Task brief:
Transcribe the records that follow, preserving every word.

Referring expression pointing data

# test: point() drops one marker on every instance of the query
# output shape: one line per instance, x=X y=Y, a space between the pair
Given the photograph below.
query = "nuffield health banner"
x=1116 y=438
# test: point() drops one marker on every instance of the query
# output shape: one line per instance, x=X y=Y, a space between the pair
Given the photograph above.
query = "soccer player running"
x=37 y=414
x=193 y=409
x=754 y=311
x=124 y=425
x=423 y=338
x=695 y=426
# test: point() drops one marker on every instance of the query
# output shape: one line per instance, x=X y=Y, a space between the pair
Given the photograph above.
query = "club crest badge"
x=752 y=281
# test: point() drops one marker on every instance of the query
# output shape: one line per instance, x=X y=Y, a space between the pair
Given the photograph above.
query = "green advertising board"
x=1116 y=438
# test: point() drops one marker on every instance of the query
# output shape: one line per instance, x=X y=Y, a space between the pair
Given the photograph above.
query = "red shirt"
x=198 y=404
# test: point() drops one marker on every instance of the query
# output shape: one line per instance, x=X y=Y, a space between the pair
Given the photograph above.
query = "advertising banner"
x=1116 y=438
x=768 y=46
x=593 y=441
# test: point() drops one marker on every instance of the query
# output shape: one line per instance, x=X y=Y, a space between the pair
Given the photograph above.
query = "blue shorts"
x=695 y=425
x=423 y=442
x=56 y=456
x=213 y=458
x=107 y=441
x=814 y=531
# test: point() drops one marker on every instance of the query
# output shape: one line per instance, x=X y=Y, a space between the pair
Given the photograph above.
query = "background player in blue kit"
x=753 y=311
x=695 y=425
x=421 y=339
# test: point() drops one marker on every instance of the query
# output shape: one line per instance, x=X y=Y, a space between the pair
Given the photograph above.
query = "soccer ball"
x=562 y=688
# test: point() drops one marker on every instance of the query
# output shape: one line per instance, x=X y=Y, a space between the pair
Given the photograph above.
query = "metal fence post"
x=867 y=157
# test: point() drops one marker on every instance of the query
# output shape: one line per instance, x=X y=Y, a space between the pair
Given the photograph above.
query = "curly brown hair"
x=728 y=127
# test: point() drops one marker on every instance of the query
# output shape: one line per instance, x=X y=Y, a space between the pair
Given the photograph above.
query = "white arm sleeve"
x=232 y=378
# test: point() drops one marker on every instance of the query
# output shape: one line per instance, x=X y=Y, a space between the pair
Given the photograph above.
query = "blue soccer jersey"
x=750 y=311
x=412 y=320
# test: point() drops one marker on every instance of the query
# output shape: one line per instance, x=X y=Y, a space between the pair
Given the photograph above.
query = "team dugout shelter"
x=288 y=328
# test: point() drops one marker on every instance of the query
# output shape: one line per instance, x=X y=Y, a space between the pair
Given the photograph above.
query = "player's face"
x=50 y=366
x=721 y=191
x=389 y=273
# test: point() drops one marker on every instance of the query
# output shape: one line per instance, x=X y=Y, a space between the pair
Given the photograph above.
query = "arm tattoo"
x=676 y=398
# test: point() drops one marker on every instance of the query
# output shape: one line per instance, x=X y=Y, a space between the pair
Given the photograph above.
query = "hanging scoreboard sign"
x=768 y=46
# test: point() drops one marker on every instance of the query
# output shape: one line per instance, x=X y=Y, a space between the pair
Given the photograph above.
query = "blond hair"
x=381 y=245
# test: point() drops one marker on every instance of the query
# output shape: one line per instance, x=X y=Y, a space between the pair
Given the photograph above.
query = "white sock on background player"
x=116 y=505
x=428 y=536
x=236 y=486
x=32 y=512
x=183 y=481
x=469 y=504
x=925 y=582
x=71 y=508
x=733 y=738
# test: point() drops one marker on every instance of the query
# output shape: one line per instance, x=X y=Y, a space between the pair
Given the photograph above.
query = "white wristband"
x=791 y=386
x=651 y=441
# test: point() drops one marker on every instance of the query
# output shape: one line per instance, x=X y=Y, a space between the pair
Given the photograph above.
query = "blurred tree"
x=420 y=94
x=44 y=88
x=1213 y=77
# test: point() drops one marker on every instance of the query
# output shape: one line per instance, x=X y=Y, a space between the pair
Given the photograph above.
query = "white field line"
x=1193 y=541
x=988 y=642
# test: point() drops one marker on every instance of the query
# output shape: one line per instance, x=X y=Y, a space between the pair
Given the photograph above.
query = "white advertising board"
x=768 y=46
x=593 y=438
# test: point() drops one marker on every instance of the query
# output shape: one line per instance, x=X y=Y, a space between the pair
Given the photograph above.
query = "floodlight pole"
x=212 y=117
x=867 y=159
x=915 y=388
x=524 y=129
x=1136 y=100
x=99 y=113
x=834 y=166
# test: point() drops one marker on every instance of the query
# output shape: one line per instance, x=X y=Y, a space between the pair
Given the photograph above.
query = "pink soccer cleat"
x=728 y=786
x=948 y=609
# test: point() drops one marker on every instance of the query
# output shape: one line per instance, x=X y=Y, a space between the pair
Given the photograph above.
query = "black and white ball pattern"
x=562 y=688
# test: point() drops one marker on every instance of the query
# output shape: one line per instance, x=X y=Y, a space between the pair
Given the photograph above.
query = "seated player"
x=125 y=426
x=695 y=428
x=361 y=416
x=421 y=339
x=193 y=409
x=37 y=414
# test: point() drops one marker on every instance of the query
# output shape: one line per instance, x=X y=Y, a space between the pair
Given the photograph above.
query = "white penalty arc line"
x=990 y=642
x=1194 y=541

Problem solution:
# test: point() drops one marker on every instance of the query
# output shape: one line per instance, x=X y=Y, a space between the pair
Given the photograph below.
query = "nuffield health banner"
x=1116 y=438
# test: point() drops one marker on every instance of the query
# output shape: one line per instance, x=X y=Y, a space between the pair
Given the photograph above.
query = "soccer player running"
x=37 y=414
x=193 y=409
x=754 y=311
x=124 y=425
x=423 y=338
x=695 y=426
# test: point() drops one marker on every instance of the query
# output shape: one line per instance, x=X y=Y, a space between the pair
Given the photograph above.
query = "club crest badge"
x=752 y=281
# test: point() drops one marker on every instance of the query
# output shape: one line per instance, x=X y=Y, a space between the pair
Given the photograph above.
query = "green advertising board"
x=1116 y=438
# test: point() drops one marker on every instance of the query
# output shape: one line per instance, x=X y=Y, a space between the pair
Given the photograph above.
query = "red shirt"
x=198 y=404
# test: point() drops one marker on every instance of the query
# output shape: one line per instance, x=X y=Y, a space between the pair
Given the photograph above.
query = "advertising banner"
x=1116 y=438
x=768 y=46
x=593 y=441
# test: point() drops one marker on every instance of the query
# output shape: one line per instance, x=X y=Y, a space between the pair
Given the photograph above.
query = "blue shorts"
x=695 y=425
x=423 y=442
x=56 y=456
x=213 y=458
x=107 y=441
x=814 y=531
# test: point() drops one marker on every instance of the query
# output shape: one line per instance, x=X y=Y, a space between the pair
Given the photograph above.
query = "background player in blue kit"
x=753 y=311
x=695 y=425
x=421 y=339
# test: point() drops one marker on every instance of the query
# output shape: one line per instance, x=X y=Y, a space between the pair
Given the photograph above.
query = "soccer ball"
x=562 y=688
# test: point() drops one marker on every instance of the query
# output shape: one line per instance, x=X y=Y, a space between the pair
Given the photograph above.
query = "metal fence post"
x=867 y=157
# test: point() drops one marker on every instance of the query
# output shape: one line per instance, x=X y=Y, a space between the pair
Given the photograph above.
query = "curly brown hair"
x=728 y=127
# test: point() drops one marker on every instance of the query
# output shape: one line per instance, x=X y=Y, a space between the pair
Given the photograph above.
query = "white arm sleeve"
x=232 y=378
# test: point() drops one marker on every instance of the query
# output shape: one line per instance, x=X y=Y, a space between the pair
Given the photograph above.
query = "blue soccer jersey"
x=750 y=311
x=412 y=320
# test: point() drops one marker on every instance of the query
# output shape: one line per instance, x=X y=Y, a space between the pair
Given the photograph above.
query = "team dugout shelter"
x=288 y=328
# test: point() drops one marker on every instance of the query
# output shape: one line per instance, x=X y=Y, a space between the pair
Given the photograph above.
query = "player's face"
x=50 y=366
x=721 y=191
x=389 y=273
# test: point() drops one marker on every instance of the query
# output shape: one line per instance, x=X y=Y, a space between the pair
Given the photograph above.
query = "arm tattoo"
x=676 y=398
# test: point() drops one marker on every instance of the query
# output shape: one line per instance, x=X y=Y, a space between the pair
Given the photograph above.
query = "hanging scoreboard sign"
x=768 y=46
# test: point() drops one marker on every instance of the query
# output shape: one line per instance, x=X y=Y, a space between the pair
Given the photograph above.
query = "blond hair"
x=381 y=245
# test: point() drops one marker on every instance of the query
# output shape: one line per instance, x=X y=Y, a space between the pair
Given the photograph above.
query = "white sock on background player"
x=116 y=505
x=428 y=536
x=236 y=486
x=32 y=512
x=183 y=481
x=469 y=504
x=925 y=582
x=71 y=508
x=733 y=738
# test: point() drops one marker on every instance of the query
# output shape: one line per instance, x=X y=Y, a space between the pair
Given the photograph above.
query = "white wristband"
x=791 y=386
x=651 y=441
# test: point() drops one marker on every instance of the query
# output shape: one line per instance, x=X y=Y, a space between the pair
Given the photograph above.
query = "blurred tree"
x=420 y=94
x=44 y=88
x=1213 y=77
# test: point() drops one marker on every instance of the query
# output shape: one line per instance, x=X y=Y, a space between the pair
Given the photograph above.
query = "white field line"
x=1193 y=541
x=988 y=642
# test: point() drops one marker on every instance of the query
# output shape: one line per instance, x=X y=Y, a space between the pair
Given the photograph above.
query = "white advertising board"
x=768 y=46
x=593 y=438
# test: point() drops one marker on every instance of the query
# output shape: one line per instance, x=X y=Y, a space between the pair
Given the photograph above.
query = "floodlight pole"
x=212 y=117
x=867 y=159
x=915 y=388
x=524 y=129
x=1136 y=100
x=99 y=113
x=834 y=166
# test: point() drops one marker on every instance of the query
# output shape: one line per instance, x=X y=Y, a space between the pair
Given the photograph above.
query = "pink soccer cleat"
x=728 y=786
x=948 y=609
# test: point() drops one marker on every instance of the query
# output shape: one line per instance, x=X y=Y, a space between the pair
Given the photograph above.
query = "black and white ball pattern"
x=562 y=688
# test: point() drops one marker on every instance of the query
# output shape: one line per instance, x=X y=Y, a space between the pair
Given the photograph above.
query = "seated player"
x=125 y=426
x=695 y=428
x=361 y=416
x=421 y=339
x=193 y=409
x=37 y=414
# test: point() drops one marker on every instance of the query
# output shape: one line per instance, x=X y=Y, a space between the pair
Given the photograph above.
query = "white penalty arc line"
x=990 y=642
x=1194 y=541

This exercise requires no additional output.